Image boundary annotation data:
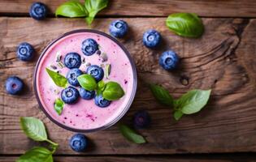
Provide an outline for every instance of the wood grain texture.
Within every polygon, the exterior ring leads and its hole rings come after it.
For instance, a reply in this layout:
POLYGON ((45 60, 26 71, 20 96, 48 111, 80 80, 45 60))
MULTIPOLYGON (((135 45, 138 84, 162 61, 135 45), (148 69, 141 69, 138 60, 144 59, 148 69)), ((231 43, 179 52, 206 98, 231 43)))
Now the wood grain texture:
MULTIPOLYGON (((0 156, 1 162, 13 162, 18 156, 0 156)), ((240 156, 240 155, 201 155, 201 156, 54 156, 55 162, 254 162, 255 156, 240 156)))
MULTIPOLYGON (((33 0, 0 0, 0 13, 27 14, 33 0)), ((51 13, 65 0, 41 0, 51 13)), ((84 1, 81 1, 84 2, 84 1)), ((110 0, 100 15, 167 16, 173 12, 193 12, 208 17, 255 17, 254 0, 110 0), (141 10, 143 9, 143 10, 141 10)))
MULTIPOLYGON (((137 145, 125 140, 116 126, 88 134, 85 155, 175 154, 255 151, 256 150, 256 36, 255 19, 204 19, 206 32, 201 39, 172 34, 165 19, 124 19, 128 36, 120 40, 131 53, 138 71, 138 90, 123 122, 131 123, 132 114, 146 109, 152 116, 150 129, 139 132, 148 143, 137 145), (143 46, 141 36, 149 28, 158 30, 163 44, 159 49, 143 46), (159 54, 172 49, 181 58, 177 70, 167 72, 158 64, 159 54), (212 88, 209 104, 199 113, 172 118, 171 109, 158 104, 147 83, 158 83, 175 96, 193 88, 212 88)), ((107 32, 112 19, 97 19, 92 28, 107 32)), ((0 18, 0 154, 21 154, 39 145, 21 131, 19 117, 33 116, 46 123, 50 139, 60 144, 59 155, 76 155, 68 147, 72 132, 58 127, 39 110, 33 87, 33 71, 44 47, 61 34, 87 28, 83 19, 0 18), (26 23, 24 23, 26 22, 26 23), (33 62, 15 57, 19 43, 28 41, 37 53, 33 62), (10 75, 24 80, 27 90, 20 96, 6 94, 4 81, 10 75)))

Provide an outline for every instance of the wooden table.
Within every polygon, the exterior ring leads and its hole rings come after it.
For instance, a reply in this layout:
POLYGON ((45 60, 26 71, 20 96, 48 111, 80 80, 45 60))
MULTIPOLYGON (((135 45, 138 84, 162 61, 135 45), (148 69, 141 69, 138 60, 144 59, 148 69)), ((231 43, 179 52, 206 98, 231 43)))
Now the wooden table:
POLYGON ((68 146, 74 133, 57 126, 39 110, 33 73, 50 40, 66 32, 89 27, 83 19, 54 18, 54 11, 63 2, 59 0, 41 0, 52 14, 45 21, 33 20, 28 13, 33 2, 0 0, 0 161, 14 161, 39 145, 23 134, 21 116, 36 117, 46 123, 50 139, 60 144, 55 161, 256 161, 255 0, 111 1, 91 28, 108 32, 112 20, 128 22, 129 34, 120 41, 136 62, 139 83, 132 106, 122 121, 130 123, 137 110, 146 109, 152 116, 152 126, 140 130, 149 142, 142 145, 125 140, 115 126, 88 134, 91 146, 81 154, 68 146), (206 28, 203 36, 187 39, 171 32, 165 19, 173 12, 198 14, 206 28), (148 49, 141 43, 143 32, 150 28, 163 36, 159 49, 148 49), (35 47, 33 62, 16 58, 16 46, 22 41, 35 47), (159 54, 169 49, 181 58, 174 72, 167 72, 158 64, 159 54), (4 82, 12 75, 24 79, 27 87, 23 96, 5 92, 4 82), (171 109, 155 101, 146 87, 150 83, 162 84, 176 97, 193 88, 212 88, 213 93, 202 111, 176 122, 171 109))

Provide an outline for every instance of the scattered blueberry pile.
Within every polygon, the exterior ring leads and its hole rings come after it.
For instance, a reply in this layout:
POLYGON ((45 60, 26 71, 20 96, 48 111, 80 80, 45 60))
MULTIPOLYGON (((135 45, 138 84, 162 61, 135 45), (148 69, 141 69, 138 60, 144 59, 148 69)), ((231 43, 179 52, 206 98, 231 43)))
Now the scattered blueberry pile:
MULTIPOLYGON (((110 27, 110 33, 117 38, 124 37, 128 32, 128 23, 123 20, 113 21, 110 27)), ((142 42, 149 49, 156 49, 161 44, 162 37, 160 33, 154 30, 150 29, 144 32, 142 42)), ((171 70, 177 67, 179 62, 178 55, 172 50, 167 50, 162 53, 159 58, 159 65, 166 70, 171 70)))

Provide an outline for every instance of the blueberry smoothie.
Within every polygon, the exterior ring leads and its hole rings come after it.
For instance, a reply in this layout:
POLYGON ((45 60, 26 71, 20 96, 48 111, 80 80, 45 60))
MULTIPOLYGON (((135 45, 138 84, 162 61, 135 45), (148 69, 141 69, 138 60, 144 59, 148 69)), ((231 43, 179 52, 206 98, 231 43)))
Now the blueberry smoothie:
POLYGON ((109 127, 124 115, 135 96, 137 74, 114 38, 78 30, 45 49, 34 83, 37 100, 53 122, 86 132, 109 127))

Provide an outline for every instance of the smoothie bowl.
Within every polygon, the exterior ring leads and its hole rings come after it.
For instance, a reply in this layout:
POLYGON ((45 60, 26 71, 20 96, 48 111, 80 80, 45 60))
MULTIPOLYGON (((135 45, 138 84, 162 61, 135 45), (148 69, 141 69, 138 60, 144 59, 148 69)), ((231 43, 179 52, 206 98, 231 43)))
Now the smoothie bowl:
POLYGON ((51 42, 34 73, 37 101, 58 126, 76 132, 104 130, 128 110, 137 78, 126 49, 95 30, 76 30, 51 42))

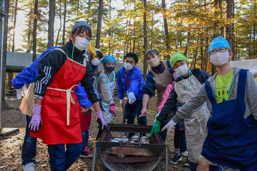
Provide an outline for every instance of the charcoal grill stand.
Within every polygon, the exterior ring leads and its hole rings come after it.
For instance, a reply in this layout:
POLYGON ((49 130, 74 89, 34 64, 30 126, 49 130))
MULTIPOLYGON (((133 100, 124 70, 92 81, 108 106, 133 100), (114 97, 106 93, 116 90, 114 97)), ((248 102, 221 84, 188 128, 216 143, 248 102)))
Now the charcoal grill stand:
MULTIPOLYGON (((112 125, 112 124, 111 124, 112 125)), ((113 125, 118 125, 118 124, 113 124, 113 125)), ((102 137, 102 136, 101 136, 102 137)), ((101 139, 101 138, 100 138, 101 139)), ((95 141, 94 143, 94 149, 93 149, 93 156, 92 159, 92 164, 91 164, 91 170, 92 171, 95 171, 95 167, 96 164, 96 154, 97 151, 97 141, 95 141)), ((166 146, 165 149, 165 171, 168 170, 168 163, 169 163, 169 151, 168 148, 167 146, 166 146)))

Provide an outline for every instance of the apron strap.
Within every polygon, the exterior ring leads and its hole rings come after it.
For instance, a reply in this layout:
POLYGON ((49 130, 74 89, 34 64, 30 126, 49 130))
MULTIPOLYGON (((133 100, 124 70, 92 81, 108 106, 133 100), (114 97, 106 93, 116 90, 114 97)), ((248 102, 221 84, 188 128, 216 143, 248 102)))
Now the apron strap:
POLYGON ((245 99, 245 86, 246 84, 247 71, 247 69, 243 69, 239 71, 237 92, 236 93, 236 99, 245 99))
POLYGON ((210 83, 209 81, 206 81, 205 83, 205 90, 206 91, 206 93, 207 94, 207 97, 209 100, 211 102, 212 105, 213 106, 214 104, 216 104, 217 102, 216 100, 212 94, 212 89, 211 86, 210 85, 210 83))
POLYGON ((67 99, 67 111, 66 111, 66 119, 67 119, 67 125, 69 125, 69 115, 70 115, 70 102, 72 104, 75 104, 74 102, 74 100, 71 96, 71 93, 74 92, 74 91, 72 91, 72 89, 73 87, 78 86, 78 85, 75 85, 71 86, 69 89, 67 89, 66 90, 60 89, 60 88, 54 88, 51 87, 47 87, 47 89, 54 90, 60 91, 66 91, 66 99, 67 99))

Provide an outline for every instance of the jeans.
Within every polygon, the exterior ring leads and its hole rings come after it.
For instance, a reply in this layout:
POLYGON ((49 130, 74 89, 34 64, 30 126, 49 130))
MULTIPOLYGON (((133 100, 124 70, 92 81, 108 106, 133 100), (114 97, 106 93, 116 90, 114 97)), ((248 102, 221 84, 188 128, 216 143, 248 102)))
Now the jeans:
POLYGON ((185 132, 185 130, 175 130, 175 148, 180 148, 180 152, 187 151, 187 142, 186 141, 186 135, 185 132))
MULTIPOLYGON (((189 167, 190 171, 196 171, 197 168, 197 163, 193 163, 189 161, 189 167)), ((218 165, 217 166, 214 166, 210 165, 209 166, 209 171, 222 171, 222 168, 221 165, 218 165)))
POLYGON ((25 165, 29 163, 35 163, 34 159, 36 155, 36 138, 29 136, 30 129, 29 128, 29 122, 31 117, 26 115, 25 137, 22 145, 22 165, 25 165))
MULTIPOLYGON (((124 117, 125 119, 127 120, 127 124, 134 124, 135 118, 136 116, 138 125, 146 125, 146 117, 139 118, 142 107, 142 100, 137 100, 132 104, 130 104, 128 101, 127 102, 125 105, 124 117)), ((131 137, 135 135, 135 132, 130 132, 128 137, 131 137)), ((141 136, 145 136, 145 134, 140 134, 140 137, 141 136)))
POLYGON ((89 131, 87 130, 86 131, 81 132, 82 136, 82 144, 83 144, 83 149, 82 151, 86 148, 86 146, 87 145, 88 143, 88 139, 89 138, 89 131))
POLYGON ((66 144, 48 145, 51 170, 67 170, 78 159, 82 151, 82 143, 66 144))

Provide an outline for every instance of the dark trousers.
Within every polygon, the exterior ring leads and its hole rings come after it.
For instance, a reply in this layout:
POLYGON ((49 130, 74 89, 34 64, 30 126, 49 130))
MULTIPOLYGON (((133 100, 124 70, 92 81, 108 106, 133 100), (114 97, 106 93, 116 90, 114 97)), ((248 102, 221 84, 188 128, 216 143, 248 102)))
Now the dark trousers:
POLYGON ((26 115, 25 137, 22 145, 22 165, 25 165, 29 163, 35 163, 34 159, 36 155, 36 138, 29 136, 30 129, 29 128, 29 122, 31 117, 26 115))
POLYGON ((66 144, 65 151, 63 144, 48 145, 51 170, 67 170, 78 159, 82 151, 82 143, 66 144))
MULTIPOLYGON (((127 124, 134 124, 135 118, 136 116, 137 119, 137 123, 138 125, 146 125, 146 117, 139 118, 141 115, 141 110, 143 107, 142 100, 137 100, 132 104, 128 103, 128 101, 125 105, 124 116, 125 119, 127 120, 127 124)), ((130 132, 128 134, 128 137, 131 137, 135 135, 135 132, 130 132)), ((145 136, 145 134, 140 134, 140 136, 145 136)))
MULTIPOLYGON (((191 161, 189 161, 189 167, 190 171, 196 171, 196 168, 197 168, 197 163, 193 163, 191 161)), ((209 166, 209 171, 222 171, 222 166, 218 165, 217 166, 214 166, 213 165, 210 165, 209 166)))
POLYGON ((86 146, 87 146, 87 144, 88 143, 89 131, 88 131, 88 130, 87 130, 86 131, 82 132, 81 134, 82 136, 83 151, 86 148, 86 146))
POLYGON ((185 132, 185 130, 175 130, 175 148, 180 148, 180 152, 187 151, 187 142, 186 141, 186 135, 185 132))

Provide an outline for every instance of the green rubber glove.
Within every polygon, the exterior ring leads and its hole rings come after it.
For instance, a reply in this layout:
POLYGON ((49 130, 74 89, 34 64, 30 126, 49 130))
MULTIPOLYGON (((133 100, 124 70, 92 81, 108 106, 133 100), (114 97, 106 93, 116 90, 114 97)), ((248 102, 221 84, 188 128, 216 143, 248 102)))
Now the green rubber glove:
POLYGON ((152 137, 153 134, 156 134, 160 131, 160 126, 161 124, 161 123, 160 121, 156 120, 154 122, 154 124, 153 125, 153 127, 152 128, 152 130, 150 132, 150 137, 152 137))

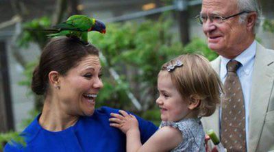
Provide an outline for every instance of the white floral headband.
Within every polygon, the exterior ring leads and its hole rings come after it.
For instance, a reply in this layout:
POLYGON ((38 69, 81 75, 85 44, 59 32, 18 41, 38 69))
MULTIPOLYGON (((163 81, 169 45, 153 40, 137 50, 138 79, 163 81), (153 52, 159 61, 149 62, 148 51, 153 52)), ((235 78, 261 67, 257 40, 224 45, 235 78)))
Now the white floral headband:
POLYGON ((183 65, 184 65, 183 62, 182 62, 182 61, 177 60, 176 60, 176 62, 174 64, 170 64, 168 66, 166 66, 166 70, 169 72, 171 72, 172 71, 175 69, 177 67, 181 67, 183 65))

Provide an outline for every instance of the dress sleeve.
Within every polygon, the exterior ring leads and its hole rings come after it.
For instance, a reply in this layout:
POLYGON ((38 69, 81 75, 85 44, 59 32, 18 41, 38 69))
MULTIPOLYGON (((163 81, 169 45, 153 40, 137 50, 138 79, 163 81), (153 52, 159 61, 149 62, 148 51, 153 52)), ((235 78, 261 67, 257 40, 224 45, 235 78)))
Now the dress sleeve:
POLYGON ((4 147, 3 152, 21 152, 21 146, 14 143, 14 144, 11 144, 10 142, 7 143, 4 147))
POLYGON ((158 129, 153 123, 135 116, 139 123, 141 142, 144 144, 158 129))

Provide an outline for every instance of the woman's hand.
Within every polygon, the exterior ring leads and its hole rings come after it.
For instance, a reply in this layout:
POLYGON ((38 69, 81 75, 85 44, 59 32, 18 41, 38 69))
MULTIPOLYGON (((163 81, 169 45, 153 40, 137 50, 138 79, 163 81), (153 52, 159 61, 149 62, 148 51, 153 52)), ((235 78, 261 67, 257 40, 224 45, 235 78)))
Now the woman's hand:
POLYGON ((138 123, 136 118, 132 114, 128 114, 124 110, 119 110, 119 114, 111 113, 113 118, 109 119, 112 127, 119 128, 125 134, 131 131, 138 131, 138 123))

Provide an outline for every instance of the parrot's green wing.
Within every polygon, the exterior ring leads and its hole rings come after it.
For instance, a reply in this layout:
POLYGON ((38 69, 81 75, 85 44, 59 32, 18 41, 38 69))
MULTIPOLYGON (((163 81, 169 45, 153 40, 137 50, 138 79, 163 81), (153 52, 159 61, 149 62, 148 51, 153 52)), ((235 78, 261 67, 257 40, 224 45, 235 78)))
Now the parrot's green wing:
POLYGON ((66 30, 88 31, 94 24, 94 21, 86 16, 73 15, 66 22, 57 25, 55 27, 66 30))

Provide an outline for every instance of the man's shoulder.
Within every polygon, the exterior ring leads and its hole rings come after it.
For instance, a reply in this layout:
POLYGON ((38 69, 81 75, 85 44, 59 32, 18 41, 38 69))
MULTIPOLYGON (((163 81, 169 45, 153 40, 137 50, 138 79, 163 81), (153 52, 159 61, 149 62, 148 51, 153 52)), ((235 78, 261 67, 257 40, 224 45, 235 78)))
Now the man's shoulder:
MULTIPOLYGON (((257 51, 260 51, 261 53, 270 55, 271 55, 270 57, 274 58, 274 55, 274 55, 274 50, 267 49, 259 42, 257 42, 257 51)), ((258 53, 256 52, 256 53, 258 53)))
POLYGON ((218 71, 220 69, 220 64, 221 64, 220 55, 210 62, 210 65, 212 66, 213 69, 214 69, 217 73, 219 73, 218 71))

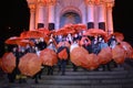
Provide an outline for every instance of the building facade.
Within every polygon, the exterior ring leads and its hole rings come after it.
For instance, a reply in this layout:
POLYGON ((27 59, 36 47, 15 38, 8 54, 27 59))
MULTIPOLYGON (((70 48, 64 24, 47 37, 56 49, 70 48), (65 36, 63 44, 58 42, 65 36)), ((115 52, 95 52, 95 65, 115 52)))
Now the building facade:
POLYGON ((30 9, 30 30, 58 30, 65 24, 86 24, 113 33, 114 0, 27 0, 30 9))

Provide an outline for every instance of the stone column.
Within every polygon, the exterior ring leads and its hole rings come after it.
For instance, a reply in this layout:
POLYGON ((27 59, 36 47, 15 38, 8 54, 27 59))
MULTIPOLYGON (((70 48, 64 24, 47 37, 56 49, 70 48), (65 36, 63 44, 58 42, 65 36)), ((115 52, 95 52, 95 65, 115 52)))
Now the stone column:
POLYGON ((30 28, 29 30, 35 30, 35 4, 29 4, 30 8, 30 28))
POLYGON ((106 18, 108 18, 108 34, 112 34, 113 33, 113 15, 112 15, 112 8, 114 6, 114 2, 108 2, 106 3, 106 18))
POLYGON ((88 4, 88 29, 94 29, 94 0, 86 0, 88 4))
POLYGON ((44 28, 44 0, 38 0, 38 29, 44 28))
POLYGON ((105 31, 105 3, 104 1, 99 1, 99 29, 105 31))
POLYGON ((54 30, 54 6, 55 6, 55 0, 48 0, 48 6, 49 6, 49 30, 54 30))

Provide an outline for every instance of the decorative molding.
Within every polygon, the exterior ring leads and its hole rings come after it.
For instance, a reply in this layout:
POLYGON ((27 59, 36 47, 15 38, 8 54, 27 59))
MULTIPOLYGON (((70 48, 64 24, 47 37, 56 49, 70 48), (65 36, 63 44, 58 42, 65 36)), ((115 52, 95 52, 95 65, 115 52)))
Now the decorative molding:
POLYGON ((57 0, 47 0, 48 6, 55 6, 57 0))
POLYGON ((94 3, 95 3, 95 0, 85 0, 85 3, 86 3, 86 4, 94 4, 94 3))
POLYGON ((35 11, 35 4, 31 4, 31 3, 30 3, 30 4, 29 4, 29 8, 30 8, 30 11, 31 11, 31 12, 34 12, 34 11, 35 11))

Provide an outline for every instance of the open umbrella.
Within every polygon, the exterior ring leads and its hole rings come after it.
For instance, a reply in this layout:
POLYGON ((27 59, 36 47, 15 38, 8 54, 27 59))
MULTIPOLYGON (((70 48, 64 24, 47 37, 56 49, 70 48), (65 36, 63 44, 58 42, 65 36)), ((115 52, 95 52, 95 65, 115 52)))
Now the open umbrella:
POLYGON ((117 42, 122 42, 124 40, 124 35, 121 32, 114 32, 113 35, 115 36, 117 42))
POLYGON ((21 41, 22 38, 19 36, 11 36, 8 40, 4 41, 6 44, 13 44, 17 45, 19 41, 21 41))
POLYGON ((70 52, 70 59, 74 65, 84 67, 88 65, 88 59, 85 57, 89 53, 85 48, 79 46, 70 52))
POLYGON ((41 59, 34 53, 27 53, 20 58, 19 69, 25 76, 34 76, 41 70, 41 59))
POLYGON ((99 63, 99 57, 96 56, 96 54, 86 54, 86 62, 88 62, 88 65, 85 68, 90 69, 90 70, 93 70, 95 68, 99 67, 100 63, 99 63))
POLYGON ((39 31, 24 31, 20 34, 22 38, 40 38, 44 37, 44 34, 39 31))
POLYGON ((59 53, 58 53, 58 57, 60 59, 68 59, 69 58, 69 50, 68 47, 59 47, 59 53))
POLYGON ((27 46, 27 44, 29 44, 30 46, 34 45, 34 43, 31 42, 30 40, 21 40, 18 42, 18 45, 21 45, 21 46, 27 46))
POLYGON ((78 32, 88 29, 86 25, 85 25, 85 24, 82 24, 82 23, 73 24, 73 26, 74 26, 74 30, 78 31, 78 32))
POLYGON ((60 46, 66 46, 66 47, 70 47, 70 43, 64 41, 64 42, 59 42, 59 44, 57 45, 58 47, 60 46))
POLYGON ((131 44, 127 42, 120 42, 120 44, 122 45, 122 47, 126 52, 126 57, 131 58, 132 54, 133 54, 133 48, 132 48, 131 44))
POLYGON ((114 48, 112 48, 112 58, 116 64, 123 64, 125 61, 125 51, 122 46, 116 45, 114 48))
POLYGON ((16 68, 16 56, 13 53, 4 53, 2 56, 2 69, 4 73, 12 73, 16 68))
POLYGON ((48 29, 39 29, 38 31, 41 32, 44 35, 49 35, 50 34, 50 31, 48 29))
POLYGON ((43 65, 53 66, 58 63, 57 53, 50 48, 44 48, 41 51, 40 58, 43 65))
POLYGON ((102 48, 101 52, 98 54, 99 63, 106 64, 112 59, 112 52, 110 47, 102 48))
POLYGON ((89 35, 89 36, 102 35, 104 40, 108 38, 108 33, 101 29, 89 29, 88 31, 83 33, 83 35, 89 35))

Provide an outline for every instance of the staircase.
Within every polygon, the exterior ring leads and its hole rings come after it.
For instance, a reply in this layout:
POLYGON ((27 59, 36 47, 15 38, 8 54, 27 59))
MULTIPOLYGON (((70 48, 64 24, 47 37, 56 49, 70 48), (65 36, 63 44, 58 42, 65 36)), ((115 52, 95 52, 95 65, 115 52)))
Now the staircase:
POLYGON ((65 75, 58 73, 54 68, 53 76, 48 76, 43 70, 39 84, 34 79, 28 78, 25 84, 9 84, 7 75, 0 77, 0 88, 133 88, 133 68, 126 63, 112 70, 85 70, 81 67, 73 72, 72 65, 66 66, 65 75))

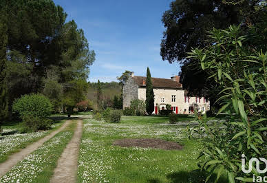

> _INSTRUCTIONS TO FOLLOW_:
Reproduce the items starting at the line containing "Provide an outline for every instance of the building" and ending at the line containing "POLYGON ((30 9, 30", with "building facade" replaced by "brick facade" and everything else left unchanged.

> _CORRECT RESULT_:
Provide an outline for every instance of the brick facade.
Within every polygon, the exterior ring leads and its hole rings come after it.
For instance, a reply in this layout:
POLYGON ((27 59, 36 47, 15 38, 8 54, 27 59))
MULTIPOLYGON (((70 48, 64 24, 47 37, 56 49, 70 48), (65 36, 63 44, 58 42, 65 36)), ((115 52, 95 52, 95 65, 115 52)))
Now the brick facade:
POLYGON ((30 9, 30 30, 58 30, 65 24, 86 24, 113 33, 114 0, 27 0, 30 9))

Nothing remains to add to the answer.